### [TO DO]
In the summary of the paper on prompt formatting, which model showed accuracy varying by up to 76 points because of formatting choices?

- The paper finds that innocuous prompt formatting choices can cause performance differences of up to 76 points in LLM evaluations.
- It introduces the FormatSpread algorithm that leverages multi-arm bandit methods to efficiently gauge formatting sensitivity.
- The study advocates for broader reporting standards in LLM benchmarking to account for prompt-induced performance spreads.
Abstract
This paper examines the sensitivity of LLMs to formatting choices in prompt design, which, despite preserving the meaning of the prompt, can significantly affect model performance. Findings reveal substantial performance differences, with accuracies varying by up to 76 points in LLaMA-2-13B due to formatting nuances. The authors propose that reporting a range of performance across plausible prompt formats could enhance methodological validity in evaluations. They introduce an algorithm, FormatSpread, to systematically gauge the effect of formatting variations without accessing model weights.
Introduction
The use of LLMs has become integral to language technology deployments, necessitating robust characterization of their behavior across different contexts. One commonly underestimated factor is the influence of prompt formatting—stylistic choices that should not alter a prompt's semantic interpretation yet may drastically impact model output. This research exposes the fragility of model performance to several formatting permutations and challenges the standard practice of benchmarking LLMs with a fixed prompt format. It argues for the inclusion of a performance spread, obtained by evaluating diverse formats, in research reporting.
Figure 1: Slight modifications in prompt format templating may lead to significantly different model performance for a given task. Example corresponds to 1-shot LLaMA-2-7B performances for task280 from SuperNaturalInstructions.
Methodology
The authors define a comprehensive grammar to characterize the spectrum of semantically equivalent prompt formats. This grammar establishes equivalence based on meaning-preserving transformations encompassing descriptor casing and separators. Equivalent formats share identical meanings, ensuring valid comparisons over varied formats without introducing confounding semantic elements.
Measuring Sensitivity
The paper details an algorithm, FormatSpread, using multi-arm bandit frameworks like Thompson Sampling and Upper Confidence Bound to explore the prompt formatting space efficiently. This approach models the variant performances of prompt formats over tasks as hidden values, optimizing the evaluation budget to derive accurate performance intervals.
Experimental Results
Despite model size increases, few-shot example counts, and instruction tuning efforts, the sensitivity of models like LLaMA-2 and Falcon to formatting choices remains consistent. For example, even a small set of formats showcases an accuracy spread of 7.5 points on median across numerous tasks.


Figure 2: Llama-2-7B vs. 13B
Individual Feature Influence
Analyzing the individual impact of prompt constants reveals moderate dissimilarity in performance across configurations such as separators and item formats. However, no single constant consistently predicts accuracy changes on its own. Instead, overall prompt structure exerts a stronger influence on the final task performance.
Discussion
The inherent sensitivity of LLMs to superficially innocuous prompt format choices challenges current benchmarking paradigms. By demonstrating variability not mitigated by increasing model complexity or context, this work argues for a broader evaluation framework that takes performance span into account. These insights call for caution in making assertions about model improvements solely based on training data or model architecture changes.
Conclusion
This paper advocates for nuanced reporting of LLM performance to account for prompt formatting variability, thus preventing the undue attribution of results to factors other than prompt structure. FormatSpread offers researchers a tool to explore prompt sensitivity comprehensively without invasive access to model parameters, an asset for both open-source and API-locked LLMs. Future directions may include regularization methods to enhance model robustness against formatting variations, reinforcing their practicality in multifaceted language technology applications.

Figure 3: Spread across models and n-shots.

### [RECORDS PROVIDED]
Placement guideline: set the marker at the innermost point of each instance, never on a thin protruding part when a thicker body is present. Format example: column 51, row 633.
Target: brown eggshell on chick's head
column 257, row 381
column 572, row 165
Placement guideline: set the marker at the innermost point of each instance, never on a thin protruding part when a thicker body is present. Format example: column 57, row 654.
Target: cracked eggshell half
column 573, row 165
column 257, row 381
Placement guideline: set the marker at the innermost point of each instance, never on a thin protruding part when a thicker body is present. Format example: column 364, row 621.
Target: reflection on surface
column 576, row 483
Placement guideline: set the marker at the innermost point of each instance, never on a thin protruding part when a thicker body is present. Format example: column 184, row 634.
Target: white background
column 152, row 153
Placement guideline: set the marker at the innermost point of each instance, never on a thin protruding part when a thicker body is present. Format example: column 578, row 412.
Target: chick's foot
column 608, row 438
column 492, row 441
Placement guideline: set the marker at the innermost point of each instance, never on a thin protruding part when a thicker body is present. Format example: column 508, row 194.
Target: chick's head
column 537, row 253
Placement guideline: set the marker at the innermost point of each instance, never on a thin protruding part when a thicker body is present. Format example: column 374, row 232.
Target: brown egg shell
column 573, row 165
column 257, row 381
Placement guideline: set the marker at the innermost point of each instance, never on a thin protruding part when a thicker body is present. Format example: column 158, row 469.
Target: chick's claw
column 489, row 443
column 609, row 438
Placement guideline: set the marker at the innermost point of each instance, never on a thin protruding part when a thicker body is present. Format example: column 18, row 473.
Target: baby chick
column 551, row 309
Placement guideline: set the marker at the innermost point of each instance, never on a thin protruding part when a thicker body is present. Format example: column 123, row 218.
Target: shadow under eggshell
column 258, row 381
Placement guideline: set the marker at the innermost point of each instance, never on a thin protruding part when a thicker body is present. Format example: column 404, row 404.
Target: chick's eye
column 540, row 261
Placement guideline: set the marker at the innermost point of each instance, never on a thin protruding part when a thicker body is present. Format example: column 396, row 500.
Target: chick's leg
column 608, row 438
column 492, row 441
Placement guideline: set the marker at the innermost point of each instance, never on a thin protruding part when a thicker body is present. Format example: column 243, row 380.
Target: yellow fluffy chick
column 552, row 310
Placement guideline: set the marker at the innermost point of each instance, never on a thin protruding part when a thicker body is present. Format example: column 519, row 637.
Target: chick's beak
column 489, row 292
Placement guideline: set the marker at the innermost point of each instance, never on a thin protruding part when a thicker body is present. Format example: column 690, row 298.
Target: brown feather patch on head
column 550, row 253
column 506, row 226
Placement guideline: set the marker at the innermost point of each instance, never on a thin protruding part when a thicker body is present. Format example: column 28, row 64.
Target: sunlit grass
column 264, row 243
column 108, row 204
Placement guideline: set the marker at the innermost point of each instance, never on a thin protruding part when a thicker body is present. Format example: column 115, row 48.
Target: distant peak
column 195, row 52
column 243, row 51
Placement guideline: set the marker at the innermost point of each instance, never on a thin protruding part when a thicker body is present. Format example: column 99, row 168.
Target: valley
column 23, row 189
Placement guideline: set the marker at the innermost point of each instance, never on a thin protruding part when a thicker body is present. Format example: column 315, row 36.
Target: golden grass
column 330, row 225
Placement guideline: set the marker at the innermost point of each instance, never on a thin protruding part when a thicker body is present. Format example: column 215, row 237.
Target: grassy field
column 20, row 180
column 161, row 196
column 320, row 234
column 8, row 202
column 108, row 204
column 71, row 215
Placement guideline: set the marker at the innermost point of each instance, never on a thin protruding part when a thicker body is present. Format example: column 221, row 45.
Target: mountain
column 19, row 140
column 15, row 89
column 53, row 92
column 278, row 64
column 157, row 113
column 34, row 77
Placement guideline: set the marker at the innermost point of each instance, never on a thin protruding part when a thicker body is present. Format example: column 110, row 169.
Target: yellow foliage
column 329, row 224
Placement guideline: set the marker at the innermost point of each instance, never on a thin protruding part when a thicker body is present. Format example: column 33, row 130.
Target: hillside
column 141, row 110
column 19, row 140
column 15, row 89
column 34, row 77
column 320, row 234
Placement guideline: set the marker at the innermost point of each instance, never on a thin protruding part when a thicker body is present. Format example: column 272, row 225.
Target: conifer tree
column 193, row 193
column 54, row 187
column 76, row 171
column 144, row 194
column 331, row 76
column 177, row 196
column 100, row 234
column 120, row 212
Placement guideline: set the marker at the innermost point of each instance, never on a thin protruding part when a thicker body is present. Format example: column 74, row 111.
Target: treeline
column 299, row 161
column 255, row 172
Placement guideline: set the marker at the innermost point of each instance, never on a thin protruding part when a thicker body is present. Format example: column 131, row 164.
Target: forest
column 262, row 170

### [WRITTEN SOLUTION]
LLaMA-2-13B